#### Esercizi da svolgere:
A – Ripeti parola per parola il testo sui rider da "Uomini, giovani, italiani" a "garantiscono tutele fondamentali.".
B – In base al testo sui rider, spiega in una-tre frasi perché oltre il 90 per cento dei rider lavora con contratti che non garantiscono tutele fondamentali.

──────── Testo fornito ────────

Sette giorni su sette, per dieci ore al giorno. Pochissime tutele sociali, un elevato rischio di infortuni, pensioni che saranno del tutto insufficienti. Lavorano così i rider delle nostre città, con ritmi insostenibili e paghe da fame. Per poter sopravvivere fanno turni massacranti e neppure un giorno di riposo. La maggior parte di loro guadagna in media dai 2 ai 4 euro lordi a consegna, su cui vanno anche pagati tasse e contributi.

La condizione dei rider

La fotografia di come lavorano, o meglio vengono sfruttati, i rider nel Belpaese emerge dall’inchiesta su ”La condizione di lavoro dei rider nel food delivery”, lanciata a giugno 2024 da Nidil Cgil, i cui primi risultati sono stati presentati nella tavola rotonda organizzata dal sindacato degli atipici il 30 gennaio a Roma, nella sede nazionale della confederazione e in diretta su Collettiva, dal titolo “Lavoro digitale e diritti. Verso l’attuazione della direttiva europea”

Un’iniziativa che si inserisce nel percorso che la Cgil ha avviato per i referendum sul lavoro e sulla cittadinanza, affinché il lavoro torni al centro del dibattito pubblico, non solo per il sindacato, ma per l’intera società.

Uomini, giovani, italiani

L’indagine ha raccolto le risposte di 424 lavoratori distribuiti su tutto il territorio, un campione rappresentativo che ha evidenziato problematiche e dinamiche comuni. I ciclofattorini sono prevalentemente uomini (il 91 per cento) e giovani: il 65 per cento ha un’età compresa tra i 21 e i 39 anni, con una maggiore concentrazione nella fascia 40 - 59 anni (28 per cento). Oltre la metà dei partecipanti è di nazionalità italiana, seguiti da una significativa presenza di lavoratori stranieri, soprattutto provenienti da Paesi extraeuropei.

Senza tutele

Il 56,81 per cento svolge l’attività a partita Iva, il 34 opera con collaborazioni occasionali, una parte residuale lavora con rapporti subordinati. In pratica, oltre il 90 per cento opera con contratti che non garantiscono tutele fondamentali.

Quanto alla disponibilità, un quarto dei rider lavora oltre le 10 ore al giorno, il 40 per cento è disponibile tra 7 e 10 ore al giorno, il 61 per cento effettua più di 8 consegne al giorno, percorrendo in media più di 20 chilometri. Questi dati dimostrano che i turni sono intensivi e che c’è una pressione costante per massimizzare i guadagni. Che, appunto, sono miseri.

Guadagni miseri

Se la maggioranza riesce a portare a casa tra 2 e 4 euro lordi a consegna (il 57 per cento), solo il 10 per cento percepisce più di 6 euro. In una settimana la metà del campione guadagna tra 50 e 200 euro lordi, insufficienti a garantire una stabilità economica.

──────── Estratto del dataset ────────

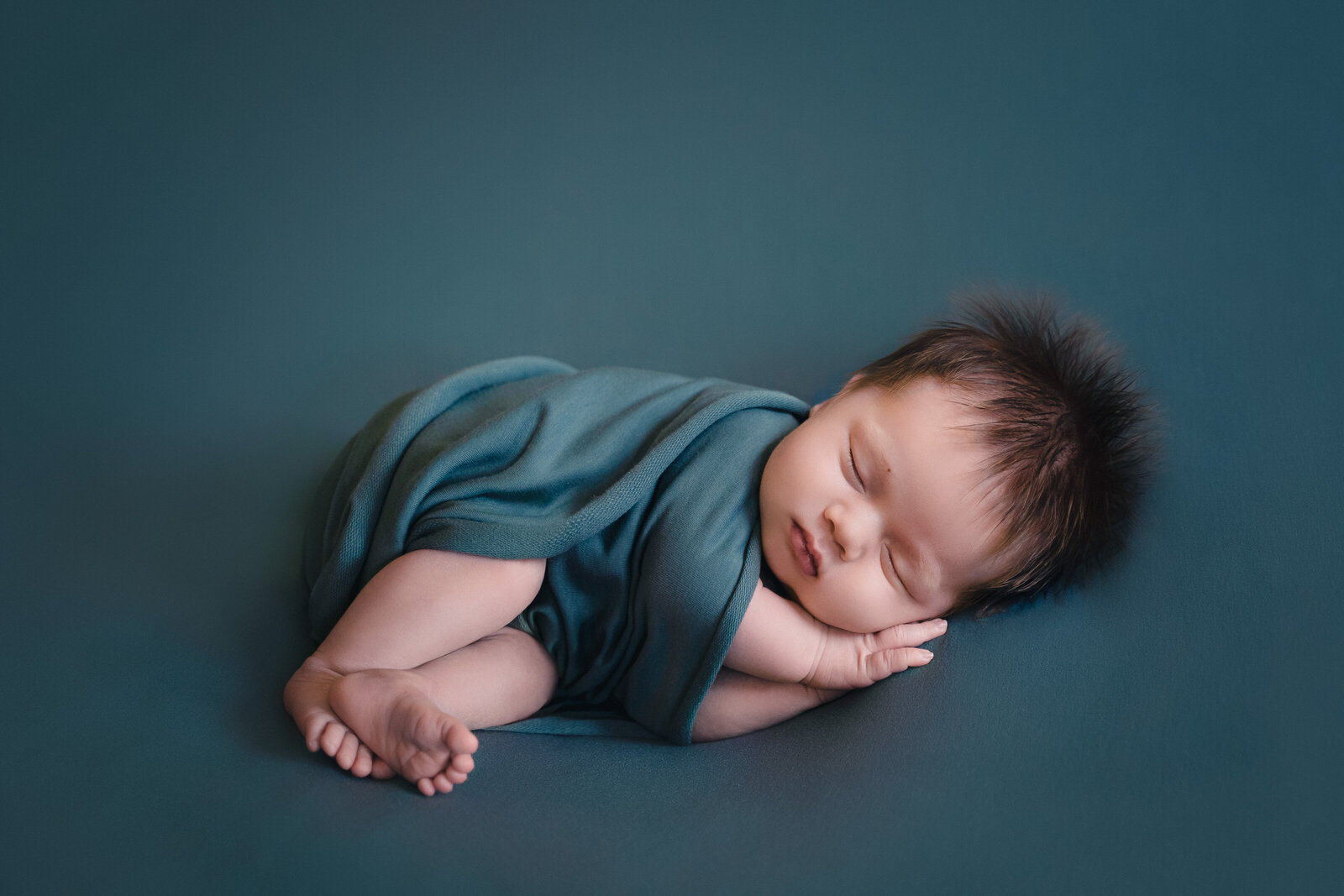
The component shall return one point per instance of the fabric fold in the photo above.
(640, 490)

────────

#### Soluzioni per esercizio:
A –
Uomini, giovani, italiani

L’indagine ha raccolto le risposte di 424 lavoratori distribuiti su tutto il territorio, un campione rappresentativo che ha evidenziato problematiche e dinamiche comuni. I ciclofattorini sono prevalentemente uomini (il 91 per cento) e giovani: il 65 per cento ha un’età compresa tra i 21 e i 39 anni, con una maggiore concentrazione nella fascia 40 - 59 anni (28 per cento). Oltre la metà dei partecipanti è di nazionalità italiana, seguiti da una significativa presenza di lavoratori stranieri, soprattutto provenienti da Paesi extraeuropei.

Senza tutele

Il 56,81 per cento svolge l’attività a partita Iva, il 34 opera con collaborazioni occasionali, una parte residuale lavora con rapporti subordinati. In pratica, oltre il 90 per cento opera con contratti che non garantiscono tutele fondamentali.

B – Il 56,81 per cento svolge l'attività a partita Iva e il 34 per cento con collaborazioni occasionali. Solo una parte residuale ha rapporti subordinati, quindi oltre il 90 per cento opera con forme contrattuali prive di tutele fondamentali.